Excerpt:
════════════════════

2019-03-11 Thread Joni Orponen
On Sun, Mar 10, 2019 at 7:50 AM Larry Hastings  wrote:

> On 3/4/19 2:29 AM, Joni Orponen wrote:
>
> On Sat, Mar 2, 2019 at 7:08 AM Larry Hastings  wrote:
>
>> This bug in bpo-33329:
>>
>> https://bugs.python.org/issue33329
>>
>>
>> This is also potentially affecting PGO builds of 2.7 on Debian Buster
> with GCC. Somehow building with Clang is fine.
>
> Does the configure time choice of compiler make a difference here for 3.4
> and 3.5?
>
> I don't know.  I only build with the default compiler on my machine, gcc.
> (My machine is Linux, 64-bit.)  It'd be swell if you tried the RCs with
> clang!
>
> */arry*
>
I've only risen this as a newer glibc was implicated as a potential source
of trouble, I have a lab / 'canary in a coal mine' server on a prerelease
OS version (Debian Buster is currently in feature freeze ~ release
candidate stage) and I've not noticed anything to have happened with a
newer glibc in relation to building Python, but I've not had success
building a PGO build of 2.7.15 with the GCC shipped at that time, but
building with Clang working fine.

════════════════════

Data lines:
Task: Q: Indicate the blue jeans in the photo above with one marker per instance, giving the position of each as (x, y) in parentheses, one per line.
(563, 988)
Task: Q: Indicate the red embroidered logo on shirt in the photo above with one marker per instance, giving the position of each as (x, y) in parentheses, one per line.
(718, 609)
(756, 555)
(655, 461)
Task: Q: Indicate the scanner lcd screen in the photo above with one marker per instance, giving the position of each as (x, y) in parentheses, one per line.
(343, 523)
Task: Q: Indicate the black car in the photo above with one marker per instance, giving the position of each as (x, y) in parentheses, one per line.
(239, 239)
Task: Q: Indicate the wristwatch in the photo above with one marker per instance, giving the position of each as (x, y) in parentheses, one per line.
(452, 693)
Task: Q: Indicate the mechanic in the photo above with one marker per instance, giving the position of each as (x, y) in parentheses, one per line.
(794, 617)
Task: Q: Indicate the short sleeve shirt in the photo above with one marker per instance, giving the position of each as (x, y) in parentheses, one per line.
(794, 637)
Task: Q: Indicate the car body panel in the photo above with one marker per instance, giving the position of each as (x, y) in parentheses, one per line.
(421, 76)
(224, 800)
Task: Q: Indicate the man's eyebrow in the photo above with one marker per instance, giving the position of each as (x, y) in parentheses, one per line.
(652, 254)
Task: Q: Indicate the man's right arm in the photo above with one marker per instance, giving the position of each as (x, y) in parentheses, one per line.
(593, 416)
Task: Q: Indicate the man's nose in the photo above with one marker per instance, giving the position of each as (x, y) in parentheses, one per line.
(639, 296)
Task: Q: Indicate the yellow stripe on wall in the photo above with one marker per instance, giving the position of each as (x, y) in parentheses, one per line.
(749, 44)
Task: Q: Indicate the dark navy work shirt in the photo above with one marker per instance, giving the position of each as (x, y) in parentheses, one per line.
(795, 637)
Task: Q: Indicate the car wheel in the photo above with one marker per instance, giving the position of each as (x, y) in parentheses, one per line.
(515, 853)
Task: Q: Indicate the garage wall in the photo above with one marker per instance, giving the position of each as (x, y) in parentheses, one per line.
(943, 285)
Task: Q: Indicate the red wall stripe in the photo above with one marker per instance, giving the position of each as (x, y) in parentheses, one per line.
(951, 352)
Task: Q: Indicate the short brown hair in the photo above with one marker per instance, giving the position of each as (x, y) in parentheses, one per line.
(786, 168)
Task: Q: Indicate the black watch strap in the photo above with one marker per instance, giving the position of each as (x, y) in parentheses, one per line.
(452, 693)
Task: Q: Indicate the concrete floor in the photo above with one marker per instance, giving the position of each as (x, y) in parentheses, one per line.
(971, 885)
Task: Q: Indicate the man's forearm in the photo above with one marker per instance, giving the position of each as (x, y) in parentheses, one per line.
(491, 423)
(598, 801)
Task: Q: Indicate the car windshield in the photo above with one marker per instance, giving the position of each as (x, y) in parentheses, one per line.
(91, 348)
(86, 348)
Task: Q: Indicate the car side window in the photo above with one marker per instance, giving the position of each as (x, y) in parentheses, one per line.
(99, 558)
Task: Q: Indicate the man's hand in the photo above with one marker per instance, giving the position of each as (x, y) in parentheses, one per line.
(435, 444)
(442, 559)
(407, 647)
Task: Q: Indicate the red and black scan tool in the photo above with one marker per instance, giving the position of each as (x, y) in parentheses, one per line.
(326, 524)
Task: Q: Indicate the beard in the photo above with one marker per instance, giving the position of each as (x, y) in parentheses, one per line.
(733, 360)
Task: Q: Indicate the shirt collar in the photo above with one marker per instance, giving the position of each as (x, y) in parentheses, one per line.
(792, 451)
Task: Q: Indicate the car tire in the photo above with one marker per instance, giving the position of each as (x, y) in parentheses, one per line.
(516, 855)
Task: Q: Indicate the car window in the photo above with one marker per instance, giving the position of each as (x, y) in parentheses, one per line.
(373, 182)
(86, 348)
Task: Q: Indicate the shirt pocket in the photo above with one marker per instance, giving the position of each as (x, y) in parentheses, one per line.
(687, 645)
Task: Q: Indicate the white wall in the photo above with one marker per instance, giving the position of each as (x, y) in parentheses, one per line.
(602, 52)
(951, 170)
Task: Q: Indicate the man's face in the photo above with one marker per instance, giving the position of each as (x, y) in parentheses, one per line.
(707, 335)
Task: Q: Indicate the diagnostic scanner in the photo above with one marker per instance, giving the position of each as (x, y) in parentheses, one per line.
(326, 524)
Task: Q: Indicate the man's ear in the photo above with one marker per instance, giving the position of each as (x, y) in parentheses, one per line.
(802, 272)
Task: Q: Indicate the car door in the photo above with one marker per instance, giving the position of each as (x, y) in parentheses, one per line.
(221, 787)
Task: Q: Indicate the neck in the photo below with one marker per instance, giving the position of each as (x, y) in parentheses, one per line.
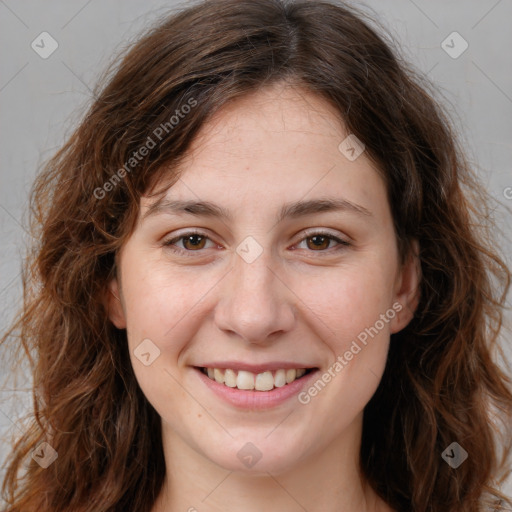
(329, 480)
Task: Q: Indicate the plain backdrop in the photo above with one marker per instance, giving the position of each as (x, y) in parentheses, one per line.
(43, 99)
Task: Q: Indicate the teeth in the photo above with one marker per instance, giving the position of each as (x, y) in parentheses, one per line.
(280, 378)
(291, 375)
(265, 381)
(230, 378)
(218, 375)
(245, 380)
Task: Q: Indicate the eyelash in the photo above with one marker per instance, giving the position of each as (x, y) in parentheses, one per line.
(170, 243)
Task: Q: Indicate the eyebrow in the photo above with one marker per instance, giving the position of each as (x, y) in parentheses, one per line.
(292, 210)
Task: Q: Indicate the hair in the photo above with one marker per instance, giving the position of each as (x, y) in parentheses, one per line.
(442, 382)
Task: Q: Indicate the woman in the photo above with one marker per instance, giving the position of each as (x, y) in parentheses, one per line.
(260, 284)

════════════════════

Extend the mailing-list message about building Python with GCC and Clang on Debian Buster, beginning after its final sentence. The records were gathered from another source and are unrelated to the mailing-list excerpt.

I'd thus be inclined to point at digging up relevant changes in GCC than in
glibc. Currently 2.7.16 compiles just fine for me on both GCC and Clang.
2.7.15 still does not compile fine for me on GCC.

FWIW - both Python 3 RCs from above successfully complete a PGO build for
me (and thus implicitly also pass the regression tests) with Clang. They
both get stuck with GCC.

$ cat /etc/debian_version
buster/sid

$ aptitude show base-files
Package: base-files
Version: 10.1
Essential: yes
State: installed

$ aptitude show libc6
Package: libc6
Version: 2.28-8
State: installed

$ aptitude show clang
Package: clang
Version: 1:7.0-47
State: installed

$ clang --version
clang version 7.0.1-8 (tags/RELEASE_701/final)
Target: x86_64-pc-linux-gnu
Thread model: posix
InstalledDir: /usr/bin

$ aptitude show gcc
Package: gcc
Version: 4:8.3.0-1
State: installed

$ gcc --version
gcc (Debian 8.3.0-2) 8.3.0

And for anyone wishing to try such things out for themselves, one can
simply set the CC environment variable for the autotools provided
./configure script.

See ./configure --help for any further details and instructions.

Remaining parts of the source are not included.